Take from the records below each line that holds "walking".

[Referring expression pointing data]
■ ■ ■

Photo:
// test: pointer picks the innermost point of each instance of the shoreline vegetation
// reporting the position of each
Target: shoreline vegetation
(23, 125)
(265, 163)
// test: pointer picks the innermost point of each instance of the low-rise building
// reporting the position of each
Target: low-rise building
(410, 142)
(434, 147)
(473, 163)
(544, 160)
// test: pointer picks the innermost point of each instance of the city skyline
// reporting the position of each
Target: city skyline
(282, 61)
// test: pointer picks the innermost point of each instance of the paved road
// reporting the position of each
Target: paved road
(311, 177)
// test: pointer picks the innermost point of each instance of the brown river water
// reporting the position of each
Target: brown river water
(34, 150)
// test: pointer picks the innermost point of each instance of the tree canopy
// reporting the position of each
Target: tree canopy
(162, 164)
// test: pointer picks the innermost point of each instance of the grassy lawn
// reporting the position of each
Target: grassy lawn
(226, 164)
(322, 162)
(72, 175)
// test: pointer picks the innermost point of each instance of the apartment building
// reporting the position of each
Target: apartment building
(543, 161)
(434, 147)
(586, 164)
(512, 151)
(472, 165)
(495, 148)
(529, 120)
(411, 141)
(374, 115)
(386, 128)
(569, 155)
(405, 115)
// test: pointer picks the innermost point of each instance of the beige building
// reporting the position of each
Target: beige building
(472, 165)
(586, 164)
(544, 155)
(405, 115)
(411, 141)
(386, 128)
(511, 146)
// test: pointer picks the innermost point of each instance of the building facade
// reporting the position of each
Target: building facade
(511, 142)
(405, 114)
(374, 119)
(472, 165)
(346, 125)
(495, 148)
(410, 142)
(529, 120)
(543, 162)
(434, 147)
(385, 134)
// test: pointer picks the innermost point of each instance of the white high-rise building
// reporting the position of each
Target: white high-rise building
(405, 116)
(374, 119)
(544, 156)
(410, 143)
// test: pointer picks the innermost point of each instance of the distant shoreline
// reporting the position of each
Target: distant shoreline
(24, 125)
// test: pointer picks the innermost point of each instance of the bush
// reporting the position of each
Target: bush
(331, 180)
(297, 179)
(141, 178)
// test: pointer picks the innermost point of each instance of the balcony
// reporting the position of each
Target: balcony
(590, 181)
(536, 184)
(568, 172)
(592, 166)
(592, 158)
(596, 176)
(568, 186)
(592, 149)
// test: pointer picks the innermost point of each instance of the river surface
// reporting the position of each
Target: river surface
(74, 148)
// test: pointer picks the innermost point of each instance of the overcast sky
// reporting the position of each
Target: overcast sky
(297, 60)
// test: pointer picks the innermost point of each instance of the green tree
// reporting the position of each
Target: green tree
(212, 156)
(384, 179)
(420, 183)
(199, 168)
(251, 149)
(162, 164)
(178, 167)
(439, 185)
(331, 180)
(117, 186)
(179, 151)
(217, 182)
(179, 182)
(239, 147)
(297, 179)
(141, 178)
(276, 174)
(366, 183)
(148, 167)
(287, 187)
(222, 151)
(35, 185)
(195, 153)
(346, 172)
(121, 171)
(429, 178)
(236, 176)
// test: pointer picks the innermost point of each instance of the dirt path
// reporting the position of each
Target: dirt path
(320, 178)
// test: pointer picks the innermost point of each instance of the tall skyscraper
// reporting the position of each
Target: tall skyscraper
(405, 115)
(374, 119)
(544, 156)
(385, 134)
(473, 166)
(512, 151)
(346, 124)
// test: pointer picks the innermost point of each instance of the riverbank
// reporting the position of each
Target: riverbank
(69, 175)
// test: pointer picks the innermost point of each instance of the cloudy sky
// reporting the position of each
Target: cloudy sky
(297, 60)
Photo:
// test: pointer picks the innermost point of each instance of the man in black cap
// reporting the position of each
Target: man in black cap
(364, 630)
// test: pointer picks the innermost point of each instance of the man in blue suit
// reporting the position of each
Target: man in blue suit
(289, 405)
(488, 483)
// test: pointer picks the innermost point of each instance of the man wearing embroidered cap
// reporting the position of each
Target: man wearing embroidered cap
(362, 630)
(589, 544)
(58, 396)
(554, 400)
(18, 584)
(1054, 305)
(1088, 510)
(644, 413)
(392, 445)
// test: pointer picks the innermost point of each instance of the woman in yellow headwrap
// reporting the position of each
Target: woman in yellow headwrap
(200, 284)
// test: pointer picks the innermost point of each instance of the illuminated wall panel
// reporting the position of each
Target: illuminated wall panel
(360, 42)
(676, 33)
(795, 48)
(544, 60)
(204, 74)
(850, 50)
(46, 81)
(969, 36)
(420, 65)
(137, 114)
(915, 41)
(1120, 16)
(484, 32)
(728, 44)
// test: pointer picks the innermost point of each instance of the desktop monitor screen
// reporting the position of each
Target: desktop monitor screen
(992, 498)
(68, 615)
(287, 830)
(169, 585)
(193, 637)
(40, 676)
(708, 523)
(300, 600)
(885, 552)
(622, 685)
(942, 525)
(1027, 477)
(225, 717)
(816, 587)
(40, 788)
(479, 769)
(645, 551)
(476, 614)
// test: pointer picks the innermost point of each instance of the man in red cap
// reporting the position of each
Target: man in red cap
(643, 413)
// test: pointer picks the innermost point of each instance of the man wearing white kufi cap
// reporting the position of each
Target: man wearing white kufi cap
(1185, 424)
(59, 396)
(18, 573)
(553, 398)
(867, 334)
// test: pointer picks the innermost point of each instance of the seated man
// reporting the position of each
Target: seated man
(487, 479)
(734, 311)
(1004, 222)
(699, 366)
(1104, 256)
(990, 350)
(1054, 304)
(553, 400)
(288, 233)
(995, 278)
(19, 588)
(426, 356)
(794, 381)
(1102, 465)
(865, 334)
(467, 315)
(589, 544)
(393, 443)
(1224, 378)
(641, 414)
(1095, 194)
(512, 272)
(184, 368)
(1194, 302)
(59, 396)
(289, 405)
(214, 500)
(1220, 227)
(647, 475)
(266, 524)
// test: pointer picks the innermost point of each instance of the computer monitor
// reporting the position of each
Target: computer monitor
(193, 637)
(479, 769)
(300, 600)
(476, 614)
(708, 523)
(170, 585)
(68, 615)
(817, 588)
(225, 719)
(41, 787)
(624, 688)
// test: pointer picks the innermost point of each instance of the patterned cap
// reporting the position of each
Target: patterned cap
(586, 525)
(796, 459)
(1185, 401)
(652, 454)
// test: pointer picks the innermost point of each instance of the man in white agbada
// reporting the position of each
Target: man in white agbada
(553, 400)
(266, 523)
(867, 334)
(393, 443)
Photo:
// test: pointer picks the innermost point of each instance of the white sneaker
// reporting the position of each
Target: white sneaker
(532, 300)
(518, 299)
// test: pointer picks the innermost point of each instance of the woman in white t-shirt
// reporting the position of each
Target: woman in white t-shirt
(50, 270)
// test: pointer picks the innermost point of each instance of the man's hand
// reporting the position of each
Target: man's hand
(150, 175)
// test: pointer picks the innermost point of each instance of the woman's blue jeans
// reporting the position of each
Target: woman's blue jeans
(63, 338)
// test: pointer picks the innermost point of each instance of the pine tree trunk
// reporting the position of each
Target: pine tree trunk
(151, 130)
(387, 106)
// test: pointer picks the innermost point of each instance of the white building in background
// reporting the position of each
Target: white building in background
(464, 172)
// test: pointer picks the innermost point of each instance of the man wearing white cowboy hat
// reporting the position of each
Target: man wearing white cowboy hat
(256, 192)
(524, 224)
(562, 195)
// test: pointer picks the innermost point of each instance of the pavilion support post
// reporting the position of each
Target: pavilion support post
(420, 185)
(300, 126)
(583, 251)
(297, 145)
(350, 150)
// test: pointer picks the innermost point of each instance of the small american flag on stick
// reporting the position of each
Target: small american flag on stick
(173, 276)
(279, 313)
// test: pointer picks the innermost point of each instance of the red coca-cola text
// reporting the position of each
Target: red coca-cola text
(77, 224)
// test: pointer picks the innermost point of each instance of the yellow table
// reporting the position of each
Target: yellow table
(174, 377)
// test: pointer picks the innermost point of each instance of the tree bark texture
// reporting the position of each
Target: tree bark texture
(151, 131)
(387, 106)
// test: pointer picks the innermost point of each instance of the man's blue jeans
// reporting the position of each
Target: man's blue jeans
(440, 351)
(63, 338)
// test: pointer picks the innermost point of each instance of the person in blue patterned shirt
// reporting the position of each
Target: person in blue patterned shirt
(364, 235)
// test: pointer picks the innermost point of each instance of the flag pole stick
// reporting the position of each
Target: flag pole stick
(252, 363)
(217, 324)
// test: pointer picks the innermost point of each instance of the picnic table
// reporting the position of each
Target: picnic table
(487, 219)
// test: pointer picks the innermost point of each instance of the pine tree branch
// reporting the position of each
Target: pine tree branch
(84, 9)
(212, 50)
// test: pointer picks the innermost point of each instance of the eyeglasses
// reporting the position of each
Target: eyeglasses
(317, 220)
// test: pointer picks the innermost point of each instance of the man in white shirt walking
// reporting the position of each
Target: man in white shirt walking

■ ■ ■

* _Output of the exercise_
// test: pointer picks the innermost point of each instance of the man in white shirt walking
Target: man in white shirt walking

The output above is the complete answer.